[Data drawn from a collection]
────────

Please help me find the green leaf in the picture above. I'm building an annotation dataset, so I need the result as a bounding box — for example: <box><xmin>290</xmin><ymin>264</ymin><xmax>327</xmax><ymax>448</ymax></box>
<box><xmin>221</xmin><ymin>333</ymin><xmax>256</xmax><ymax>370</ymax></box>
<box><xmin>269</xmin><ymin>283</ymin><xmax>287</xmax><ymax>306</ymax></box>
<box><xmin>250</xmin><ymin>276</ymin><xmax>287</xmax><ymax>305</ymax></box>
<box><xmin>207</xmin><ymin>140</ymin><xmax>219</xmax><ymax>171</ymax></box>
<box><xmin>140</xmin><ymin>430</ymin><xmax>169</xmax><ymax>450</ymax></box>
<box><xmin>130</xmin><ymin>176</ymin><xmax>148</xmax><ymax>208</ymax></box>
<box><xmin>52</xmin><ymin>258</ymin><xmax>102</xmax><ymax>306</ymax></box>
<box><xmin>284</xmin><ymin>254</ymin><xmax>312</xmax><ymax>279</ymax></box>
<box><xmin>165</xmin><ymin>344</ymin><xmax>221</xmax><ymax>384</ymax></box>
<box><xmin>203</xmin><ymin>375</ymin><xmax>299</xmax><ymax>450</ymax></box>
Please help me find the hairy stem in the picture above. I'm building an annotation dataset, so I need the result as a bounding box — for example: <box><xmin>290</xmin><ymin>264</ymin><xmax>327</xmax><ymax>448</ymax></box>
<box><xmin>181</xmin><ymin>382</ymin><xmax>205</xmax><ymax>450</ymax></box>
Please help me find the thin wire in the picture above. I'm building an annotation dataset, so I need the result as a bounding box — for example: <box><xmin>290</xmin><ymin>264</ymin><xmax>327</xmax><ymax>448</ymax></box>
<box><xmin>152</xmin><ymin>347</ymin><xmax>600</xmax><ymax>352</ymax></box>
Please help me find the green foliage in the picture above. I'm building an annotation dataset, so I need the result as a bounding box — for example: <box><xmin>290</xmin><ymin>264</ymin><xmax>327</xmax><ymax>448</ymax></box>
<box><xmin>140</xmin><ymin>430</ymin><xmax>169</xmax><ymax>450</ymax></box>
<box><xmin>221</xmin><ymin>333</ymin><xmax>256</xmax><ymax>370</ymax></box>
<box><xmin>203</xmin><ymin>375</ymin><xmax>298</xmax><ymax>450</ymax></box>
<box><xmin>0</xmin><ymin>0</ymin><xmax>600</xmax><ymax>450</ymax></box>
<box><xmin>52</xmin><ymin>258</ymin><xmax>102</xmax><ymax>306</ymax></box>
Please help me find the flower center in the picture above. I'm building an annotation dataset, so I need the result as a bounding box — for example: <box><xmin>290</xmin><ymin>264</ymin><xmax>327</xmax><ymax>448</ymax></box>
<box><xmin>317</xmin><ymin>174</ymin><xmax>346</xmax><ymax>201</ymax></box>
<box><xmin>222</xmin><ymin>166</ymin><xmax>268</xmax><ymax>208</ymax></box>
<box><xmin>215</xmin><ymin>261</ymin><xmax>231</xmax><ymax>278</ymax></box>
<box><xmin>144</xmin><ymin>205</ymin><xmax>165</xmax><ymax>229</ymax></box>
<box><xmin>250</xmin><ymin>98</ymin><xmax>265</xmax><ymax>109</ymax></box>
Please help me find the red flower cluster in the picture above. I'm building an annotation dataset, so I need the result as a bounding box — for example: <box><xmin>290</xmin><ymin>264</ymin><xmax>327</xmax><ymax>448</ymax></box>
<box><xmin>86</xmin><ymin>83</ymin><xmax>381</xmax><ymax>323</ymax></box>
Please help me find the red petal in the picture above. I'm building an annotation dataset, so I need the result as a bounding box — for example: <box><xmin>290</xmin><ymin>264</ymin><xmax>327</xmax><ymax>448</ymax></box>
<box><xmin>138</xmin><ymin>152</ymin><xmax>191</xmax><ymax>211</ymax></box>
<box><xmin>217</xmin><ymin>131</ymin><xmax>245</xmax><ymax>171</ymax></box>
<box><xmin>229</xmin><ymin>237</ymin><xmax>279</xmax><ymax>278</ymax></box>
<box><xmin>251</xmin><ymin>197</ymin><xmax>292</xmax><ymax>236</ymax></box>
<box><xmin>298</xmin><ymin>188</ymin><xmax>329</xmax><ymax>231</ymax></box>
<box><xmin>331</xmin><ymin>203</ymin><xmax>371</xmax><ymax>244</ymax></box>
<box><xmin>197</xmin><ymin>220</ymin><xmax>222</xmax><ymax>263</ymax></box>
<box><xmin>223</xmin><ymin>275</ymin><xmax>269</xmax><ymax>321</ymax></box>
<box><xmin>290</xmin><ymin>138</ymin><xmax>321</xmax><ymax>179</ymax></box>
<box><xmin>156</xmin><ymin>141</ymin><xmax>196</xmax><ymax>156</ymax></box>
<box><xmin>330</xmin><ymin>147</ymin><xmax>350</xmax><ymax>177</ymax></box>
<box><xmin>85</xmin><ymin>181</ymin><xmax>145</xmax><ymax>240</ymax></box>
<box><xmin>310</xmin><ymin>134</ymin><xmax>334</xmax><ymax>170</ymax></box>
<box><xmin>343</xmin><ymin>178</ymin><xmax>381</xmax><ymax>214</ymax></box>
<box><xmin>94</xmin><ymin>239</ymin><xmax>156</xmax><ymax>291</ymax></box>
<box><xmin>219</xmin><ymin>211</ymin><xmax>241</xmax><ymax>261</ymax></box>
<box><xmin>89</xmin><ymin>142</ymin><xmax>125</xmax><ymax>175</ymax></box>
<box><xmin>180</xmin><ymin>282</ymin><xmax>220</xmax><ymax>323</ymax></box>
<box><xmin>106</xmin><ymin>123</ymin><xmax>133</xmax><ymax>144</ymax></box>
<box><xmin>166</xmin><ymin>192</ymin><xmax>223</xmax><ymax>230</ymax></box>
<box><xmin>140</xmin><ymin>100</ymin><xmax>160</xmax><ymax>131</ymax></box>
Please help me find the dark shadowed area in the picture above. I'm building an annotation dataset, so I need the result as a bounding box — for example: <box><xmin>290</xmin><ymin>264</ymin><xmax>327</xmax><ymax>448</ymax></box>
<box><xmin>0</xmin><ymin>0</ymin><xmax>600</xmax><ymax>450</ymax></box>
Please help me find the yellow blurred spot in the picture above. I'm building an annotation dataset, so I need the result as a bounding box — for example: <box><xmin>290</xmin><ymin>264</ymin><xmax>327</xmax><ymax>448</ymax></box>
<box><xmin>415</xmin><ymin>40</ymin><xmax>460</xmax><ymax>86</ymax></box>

────────

WRITTEN INSTRUCTION:
Write out every line of the listing above without changing a single character.

ANSWER TO THE EXERCISE:
Please help me find the green leaf in the picture above. I'm building an annotation dataset, so I need the result as a bounding box — for example: <box><xmin>290</xmin><ymin>264</ymin><xmax>327</xmax><ymax>448</ymax></box>
<box><xmin>221</xmin><ymin>333</ymin><xmax>256</xmax><ymax>370</ymax></box>
<box><xmin>269</xmin><ymin>283</ymin><xmax>287</xmax><ymax>306</ymax></box>
<box><xmin>250</xmin><ymin>276</ymin><xmax>287</xmax><ymax>305</ymax></box>
<box><xmin>207</xmin><ymin>140</ymin><xmax>219</xmax><ymax>171</ymax></box>
<box><xmin>140</xmin><ymin>430</ymin><xmax>169</xmax><ymax>450</ymax></box>
<box><xmin>130</xmin><ymin>176</ymin><xmax>148</xmax><ymax>208</ymax></box>
<box><xmin>52</xmin><ymin>258</ymin><xmax>102</xmax><ymax>306</ymax></box>
<box><xmin>284</xmin><ymin>254</ymin><xmax>312</xmax><ymax>279</ymax></box>
<box><xmin>165</xmin><ymin>344</ymin><xmax>221</xmax><ymax>384</ymax></box>
<box><xmin>203</xmin><ymin>375</ymin><xmax>299</xmax><ymax>450</ymax></box>
Please help me find the hairy stem in the picture above. I'm building an annotation dataset, so I need the result as a bounding box — for example: <box><xmin>290</xmin><ymin>264</ymin><xmax>327</xmax><ymax>448</ymax></box>
<box><xmin>181</xmin><ymin>382</ymin><xmax>205</xmax><ymax>450</ymax></box>
Please help me find the thin wire in the picture above. I'm building an annotation dataset, so I need the result as a bounding box — for example: <box><xmin>290</xmin><ymin>264</ymin><xmax>327</xmax><ymax>448</ymax></box>
<box><xmin>152</xmin><ymin>347</ymin><xmax>600</xmax><ymax>352</ymax></box>
Please help me find the green foliage in the picture above. I'm building an annotation dataset, so I need the result as a bounding box — for example: <box><xmin>290</xmin><ymin>264</ymin><xmax>327</xmax><ymax>448</ymax></box>
<box><xmin>140</xmin><ymin>430</ymin><xmax>169</xmax><ymax>450</ymax></box>
<box><xmin>221</xmin><ymin>333</ymin><xmax>256</xmax><ymax>370</ymax></box>
<box><xmin>203</xmin><ymin>375</ymin><xmax>298</xmax><ymax>450</ymax></box>
<box><xmin>0</xmin><ymin>0</ymin><xmax>600</xmax><ymax>450</ymax></box>
<box><xmin>52</xmin><ymin>258</ymin><xmax>102</xmax><ymax>306</ymax></box>
Please help me find the flower center in the picture above. I'm building an annotation dataset, so I need the result as a bounding box — for example: <box><xmin>290</xmin><ymin>264</ymin><xmax>327</xmax><ymax>448</ymax></box>
<box><xmin>317</xmin><ymin>174</ymin><xmax>346</xmax><ymax>201</ymax></box>
<box><xmin>222</xmin><ymin>166</ymin><xmax>268</xmax><ymax>208</ymax></box>
<box><xmin>215</xmin><ymin>261</ymin><xmax>231</xmax><ymax>278</ymax></box>
<box><xmin>144</xmin><ymin>205</ymin><xmax>165</xmax><ymax>229</ymax></box>
<box><xmin>250</xmin><ymin>98</ymin><xmax>265</xmax><ymax>109</ymax></box>
Please help me find the red flower cluster in the picture above. I'm building an annotation dataset, so I need the result as a bounding box — for example: <box><xmin>290</xmin><ymin>264</ymin><xmax>327</xmax><ymax>448</ymax></box>
<box><xmin>86</xmin><ymin>83</ymin><xmax>381</xmax><ymax>323</ymax></box>
Please help me find the red petal in the picture above. I'm building an annotation dataset, so I need the result as a bounding box — for example: <box><xmin>290</xmin><ymin>264</ymin><xmax>327</xmax><ymax>448</ymax></box>
<box><xmin>138</xmin><ymin>152</ymin><xmax>191</xmax><ymax>211</ymax></box>
<box><xmin>217</xmin><ymin>131</ymin><xmax>245</xmax><ymax>171</ymax></box>
<box><xmin>229</xmin><ymin>237</ymin><xmax>279</xmax><ymax>278</ymax></box>
<box><xmin>251</xmin><ymin>197</ymin><xmax>292</xmax><ymax>236</ymax></box>
<box><xmin>298</xmin><ymin>188</ymin><xmax>329</xmax><ymax>231</ymax></box>
<box><xmin>331</xmin><ymin>203</ymin><xmax>371</xmax><ymax>244</ymax></box>
<box><xmin>197</xmin><ymin>220</ymin><xmax>222</xmax><ymax>263</ymax></box>
<box><xmin>223</xmin><ymin>275</ymin><xmax>269</xmax><ymax>321</ymax></box>
<box><xmin>290</xmin><ymin>138</ymin><xmax>321</xmax><ymax>179</ymax></box>
<box><xmin>156</xmin><ymin>141</ymin><xmax>196</xmax><ymax>156</ymax></box>
<box><xmin>330</xmin><ymin>147</ymin><xmax>350</xmax><ymax>177</ymax></box>
<box><xmin>85</xmin><ymin>181</ymin><xmax>145</xmax><ymax>240</ymax></box>
<box><xmin>310</xmin><ymin>134</ymin><xmax>334</xmax><ymax>170</ymax></box>
<box><xmin>343</xmin><ymin>178</ymin><xmax>381</xmax><ymax>214</ymax></box>
<box><xmin>94</xmin><ymin>239</ymin><xmax>156</xmax><ymax>291</ymax></box>
<box><xmin>219</xmin><ymin>211</ymin><xmax>241</xmax><ymax>261</ymax></box>
<box><xmin>89</xmin><ymin>142</ymin><xmax>125</xmax><ymax>175</ymax></box>
<box><xmin>180</xmin><ymin>282</ymin><xmax>220</xmax><ymax>323</ymax></box>
<box><xmin>106</xmin><ymin>123</ymin><xmax>133</xmax><ymax>144</ymax></box>
<box><xmin>166</xmin><ymin>192</ymin><xmax>223</xmax><ymax>230</ymax></box>
<box><xmin>140</xmin><ymin>100</ymin><xmax>160</xmax><ymax>131</ymax></box>
Please help me find the dark shadowed area in the picture above. I'm building an annotation dataset, so I need the result as a bounding box — for example: <box><xmin>290</xmin><ymin>264</ymin><xmax>327</xmax><ymax>448</ymax></box>
<box><xmin>0</xmin><ymin>0</ymin><xmax>600</xmax><ymax>450</ymax></box>
Please help me find the yellow blurred spot in the picture above. I'm building an annotation dataset, so I need the result as a bounding box — for example: <box><xmin>290</xmin><ymin>264</ymin><xmax>327</xmax><ymax>448</ymax></box>
<box><xmin>415</xmin><ymin>40</ymin><xmax>460</xmax><ymax>86</ymax></box>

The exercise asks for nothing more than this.